◆ **Objective**:
Find each line below that contains the word "door" and copy that line out in full. Case matters, so count only matches with the same capital and lowercase letters.

◆ **Available data**:
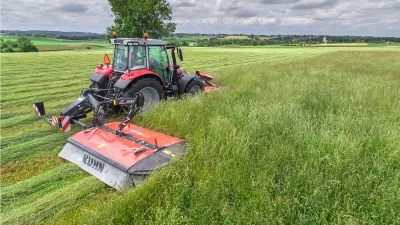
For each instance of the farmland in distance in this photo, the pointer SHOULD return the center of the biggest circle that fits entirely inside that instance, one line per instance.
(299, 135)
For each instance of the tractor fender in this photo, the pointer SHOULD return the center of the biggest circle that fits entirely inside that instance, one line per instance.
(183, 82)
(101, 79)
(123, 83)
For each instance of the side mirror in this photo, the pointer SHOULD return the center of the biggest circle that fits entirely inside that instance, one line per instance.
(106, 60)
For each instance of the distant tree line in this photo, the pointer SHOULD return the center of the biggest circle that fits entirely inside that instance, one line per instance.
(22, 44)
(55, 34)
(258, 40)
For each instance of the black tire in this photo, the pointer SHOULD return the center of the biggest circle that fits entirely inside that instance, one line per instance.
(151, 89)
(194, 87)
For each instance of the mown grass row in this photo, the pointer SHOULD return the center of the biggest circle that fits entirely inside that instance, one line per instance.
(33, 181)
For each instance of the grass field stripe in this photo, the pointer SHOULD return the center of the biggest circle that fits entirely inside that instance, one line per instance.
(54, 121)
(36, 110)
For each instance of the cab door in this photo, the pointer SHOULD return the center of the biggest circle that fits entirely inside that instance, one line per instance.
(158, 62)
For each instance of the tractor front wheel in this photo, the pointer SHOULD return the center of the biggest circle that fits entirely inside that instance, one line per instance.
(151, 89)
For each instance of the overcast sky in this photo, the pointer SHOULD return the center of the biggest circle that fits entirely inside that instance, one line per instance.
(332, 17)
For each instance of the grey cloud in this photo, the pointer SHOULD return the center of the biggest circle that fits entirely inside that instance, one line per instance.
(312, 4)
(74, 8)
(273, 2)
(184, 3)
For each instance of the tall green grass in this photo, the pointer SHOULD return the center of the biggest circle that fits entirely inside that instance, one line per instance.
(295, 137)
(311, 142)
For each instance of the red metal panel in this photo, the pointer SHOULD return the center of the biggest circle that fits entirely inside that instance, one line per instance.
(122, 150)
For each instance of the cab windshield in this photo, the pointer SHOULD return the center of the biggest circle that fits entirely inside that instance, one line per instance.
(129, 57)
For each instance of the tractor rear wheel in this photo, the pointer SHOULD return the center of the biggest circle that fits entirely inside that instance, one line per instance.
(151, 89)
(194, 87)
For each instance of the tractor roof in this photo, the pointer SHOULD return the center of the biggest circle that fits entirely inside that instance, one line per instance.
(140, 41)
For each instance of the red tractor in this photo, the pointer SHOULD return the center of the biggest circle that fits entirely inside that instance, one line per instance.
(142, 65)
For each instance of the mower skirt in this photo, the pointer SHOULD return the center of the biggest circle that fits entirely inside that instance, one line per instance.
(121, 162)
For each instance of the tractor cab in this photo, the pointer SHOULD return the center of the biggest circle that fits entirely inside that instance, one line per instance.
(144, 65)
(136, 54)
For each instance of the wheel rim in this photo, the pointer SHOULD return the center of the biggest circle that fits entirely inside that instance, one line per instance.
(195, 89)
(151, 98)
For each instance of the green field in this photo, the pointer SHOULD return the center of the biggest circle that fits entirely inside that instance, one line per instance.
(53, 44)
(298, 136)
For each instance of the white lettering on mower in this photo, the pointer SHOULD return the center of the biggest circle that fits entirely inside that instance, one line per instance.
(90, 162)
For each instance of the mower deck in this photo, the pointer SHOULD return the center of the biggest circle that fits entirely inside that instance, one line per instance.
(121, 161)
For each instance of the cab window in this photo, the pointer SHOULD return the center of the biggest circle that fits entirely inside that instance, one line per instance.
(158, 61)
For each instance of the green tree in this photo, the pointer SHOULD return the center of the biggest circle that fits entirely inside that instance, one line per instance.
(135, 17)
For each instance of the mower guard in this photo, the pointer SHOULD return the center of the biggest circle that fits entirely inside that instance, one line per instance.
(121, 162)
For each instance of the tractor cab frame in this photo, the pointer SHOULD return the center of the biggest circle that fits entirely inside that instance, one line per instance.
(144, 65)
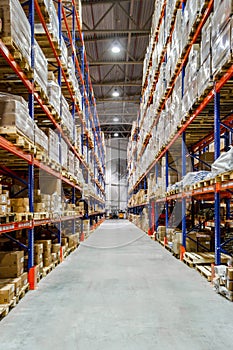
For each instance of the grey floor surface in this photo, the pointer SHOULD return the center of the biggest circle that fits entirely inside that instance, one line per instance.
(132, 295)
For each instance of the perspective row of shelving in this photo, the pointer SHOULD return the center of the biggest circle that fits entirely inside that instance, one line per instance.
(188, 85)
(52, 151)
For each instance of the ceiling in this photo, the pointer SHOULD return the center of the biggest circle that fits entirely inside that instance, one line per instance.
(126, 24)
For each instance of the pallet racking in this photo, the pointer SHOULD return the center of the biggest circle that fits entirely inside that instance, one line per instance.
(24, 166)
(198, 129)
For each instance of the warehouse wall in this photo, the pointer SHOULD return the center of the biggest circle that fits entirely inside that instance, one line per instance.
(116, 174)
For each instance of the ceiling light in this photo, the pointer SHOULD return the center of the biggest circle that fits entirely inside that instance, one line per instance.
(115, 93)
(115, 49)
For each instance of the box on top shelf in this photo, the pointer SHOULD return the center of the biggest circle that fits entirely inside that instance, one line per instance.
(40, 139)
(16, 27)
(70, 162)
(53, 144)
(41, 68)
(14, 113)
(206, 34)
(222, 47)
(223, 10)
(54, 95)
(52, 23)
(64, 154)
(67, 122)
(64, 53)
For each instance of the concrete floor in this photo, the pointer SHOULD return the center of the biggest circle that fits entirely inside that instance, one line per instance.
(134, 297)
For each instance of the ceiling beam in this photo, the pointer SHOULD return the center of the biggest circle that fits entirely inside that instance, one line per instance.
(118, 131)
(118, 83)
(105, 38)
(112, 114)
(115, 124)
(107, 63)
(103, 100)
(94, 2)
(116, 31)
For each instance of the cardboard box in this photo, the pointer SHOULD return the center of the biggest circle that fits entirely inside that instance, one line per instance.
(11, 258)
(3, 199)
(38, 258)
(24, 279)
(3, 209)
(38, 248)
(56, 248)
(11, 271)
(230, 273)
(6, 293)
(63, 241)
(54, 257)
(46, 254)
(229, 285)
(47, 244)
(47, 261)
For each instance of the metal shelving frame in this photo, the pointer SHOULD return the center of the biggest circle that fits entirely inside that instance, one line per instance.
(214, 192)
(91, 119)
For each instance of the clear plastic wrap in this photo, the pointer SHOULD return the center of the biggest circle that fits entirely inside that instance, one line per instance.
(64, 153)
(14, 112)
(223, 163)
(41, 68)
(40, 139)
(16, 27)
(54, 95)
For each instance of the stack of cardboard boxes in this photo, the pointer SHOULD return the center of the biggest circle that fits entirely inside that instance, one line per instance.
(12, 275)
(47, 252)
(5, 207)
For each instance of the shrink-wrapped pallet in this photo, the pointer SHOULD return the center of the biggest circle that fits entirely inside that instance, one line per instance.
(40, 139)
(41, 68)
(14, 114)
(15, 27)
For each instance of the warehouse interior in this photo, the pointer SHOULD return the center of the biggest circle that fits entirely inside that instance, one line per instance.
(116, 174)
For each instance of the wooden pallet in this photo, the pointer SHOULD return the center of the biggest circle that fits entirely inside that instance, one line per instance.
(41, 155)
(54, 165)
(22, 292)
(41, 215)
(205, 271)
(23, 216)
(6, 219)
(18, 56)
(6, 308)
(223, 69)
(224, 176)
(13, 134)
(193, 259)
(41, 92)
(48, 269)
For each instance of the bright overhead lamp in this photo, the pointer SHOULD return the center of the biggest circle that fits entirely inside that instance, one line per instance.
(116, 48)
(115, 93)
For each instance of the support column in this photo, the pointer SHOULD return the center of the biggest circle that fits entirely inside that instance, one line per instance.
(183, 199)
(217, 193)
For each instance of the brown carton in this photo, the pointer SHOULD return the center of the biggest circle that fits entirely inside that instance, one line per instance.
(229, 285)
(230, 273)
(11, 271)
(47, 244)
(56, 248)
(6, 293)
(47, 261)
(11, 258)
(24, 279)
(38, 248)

---

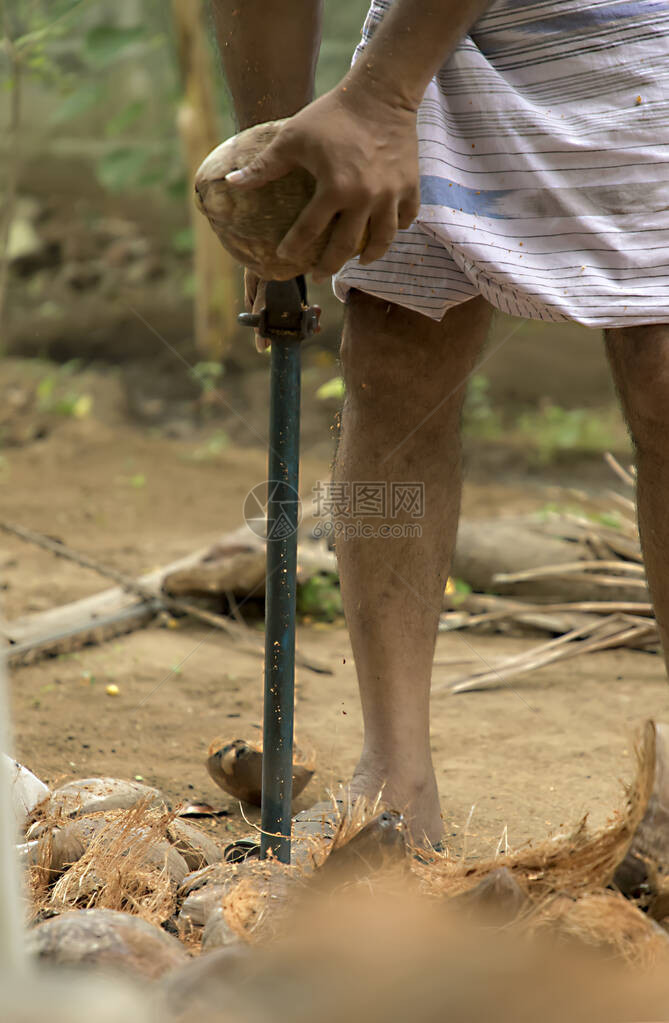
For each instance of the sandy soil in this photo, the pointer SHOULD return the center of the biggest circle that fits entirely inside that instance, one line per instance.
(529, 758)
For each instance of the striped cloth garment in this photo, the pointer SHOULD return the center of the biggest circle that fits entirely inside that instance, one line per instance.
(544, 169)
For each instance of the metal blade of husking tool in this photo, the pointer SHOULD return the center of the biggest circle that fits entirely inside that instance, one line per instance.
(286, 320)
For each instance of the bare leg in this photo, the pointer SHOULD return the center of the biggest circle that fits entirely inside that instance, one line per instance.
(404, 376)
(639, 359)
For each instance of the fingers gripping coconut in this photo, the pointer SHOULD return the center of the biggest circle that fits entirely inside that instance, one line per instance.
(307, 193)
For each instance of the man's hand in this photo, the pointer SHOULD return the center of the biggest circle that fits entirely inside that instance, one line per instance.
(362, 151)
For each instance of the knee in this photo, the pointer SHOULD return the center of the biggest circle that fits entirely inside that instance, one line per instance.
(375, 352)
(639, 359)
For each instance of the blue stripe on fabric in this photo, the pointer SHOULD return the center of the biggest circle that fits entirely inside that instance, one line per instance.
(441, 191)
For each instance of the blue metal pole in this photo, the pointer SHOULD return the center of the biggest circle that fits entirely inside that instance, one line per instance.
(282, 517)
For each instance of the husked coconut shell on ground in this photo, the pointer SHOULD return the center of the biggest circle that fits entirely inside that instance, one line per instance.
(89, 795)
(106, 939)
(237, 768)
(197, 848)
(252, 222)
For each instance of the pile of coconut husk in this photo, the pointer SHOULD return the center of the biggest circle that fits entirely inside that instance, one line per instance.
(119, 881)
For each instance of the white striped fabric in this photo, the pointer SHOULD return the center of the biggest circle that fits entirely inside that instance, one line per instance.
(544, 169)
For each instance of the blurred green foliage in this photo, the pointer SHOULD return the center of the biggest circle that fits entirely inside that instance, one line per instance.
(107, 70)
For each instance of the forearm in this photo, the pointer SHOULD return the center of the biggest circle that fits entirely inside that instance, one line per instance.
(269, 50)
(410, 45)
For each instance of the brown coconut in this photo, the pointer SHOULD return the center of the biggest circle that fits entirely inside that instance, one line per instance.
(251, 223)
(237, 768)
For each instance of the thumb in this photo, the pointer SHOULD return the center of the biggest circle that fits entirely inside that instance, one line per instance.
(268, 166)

--

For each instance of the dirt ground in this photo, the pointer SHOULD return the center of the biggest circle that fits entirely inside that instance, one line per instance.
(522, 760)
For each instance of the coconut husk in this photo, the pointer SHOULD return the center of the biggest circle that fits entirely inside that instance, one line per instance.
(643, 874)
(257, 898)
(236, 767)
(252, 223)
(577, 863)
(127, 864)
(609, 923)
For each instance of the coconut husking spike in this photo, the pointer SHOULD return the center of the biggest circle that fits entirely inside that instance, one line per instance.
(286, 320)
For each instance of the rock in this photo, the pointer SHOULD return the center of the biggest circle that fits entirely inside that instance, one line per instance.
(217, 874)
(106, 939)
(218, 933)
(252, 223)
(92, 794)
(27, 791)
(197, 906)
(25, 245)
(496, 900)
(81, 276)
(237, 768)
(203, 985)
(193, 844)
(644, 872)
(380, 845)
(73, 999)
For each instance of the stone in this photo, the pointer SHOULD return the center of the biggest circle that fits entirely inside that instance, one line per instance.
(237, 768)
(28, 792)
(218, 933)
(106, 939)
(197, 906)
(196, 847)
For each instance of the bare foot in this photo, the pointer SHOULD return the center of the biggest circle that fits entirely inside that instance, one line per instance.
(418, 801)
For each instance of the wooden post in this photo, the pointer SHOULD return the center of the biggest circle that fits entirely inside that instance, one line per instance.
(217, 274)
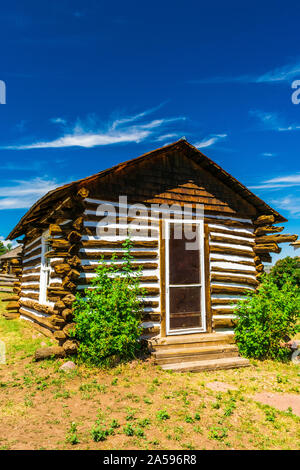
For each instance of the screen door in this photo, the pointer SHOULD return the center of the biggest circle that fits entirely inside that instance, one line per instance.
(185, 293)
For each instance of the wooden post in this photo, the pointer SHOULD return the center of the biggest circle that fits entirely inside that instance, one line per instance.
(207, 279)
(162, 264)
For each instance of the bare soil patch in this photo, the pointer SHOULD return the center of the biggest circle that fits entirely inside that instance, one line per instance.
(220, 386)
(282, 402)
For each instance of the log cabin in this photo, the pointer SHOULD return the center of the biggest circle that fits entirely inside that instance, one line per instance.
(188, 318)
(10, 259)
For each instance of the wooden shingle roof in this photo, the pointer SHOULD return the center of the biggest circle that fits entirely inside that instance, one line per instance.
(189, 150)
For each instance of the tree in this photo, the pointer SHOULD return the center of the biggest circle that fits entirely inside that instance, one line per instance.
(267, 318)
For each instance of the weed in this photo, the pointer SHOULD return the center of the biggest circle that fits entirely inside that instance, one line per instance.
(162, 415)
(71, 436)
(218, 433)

◆ **Complete output**:
For each instance of the cab door in this photo, the pointer SHOULD return the center of the biggest circle that fits entirely inside that instance, one line per instance.
For each instance of the screen door in this photo, the pointer SHOULD return the center of the biggest circle that fits entirely inside that instance, one line per instance.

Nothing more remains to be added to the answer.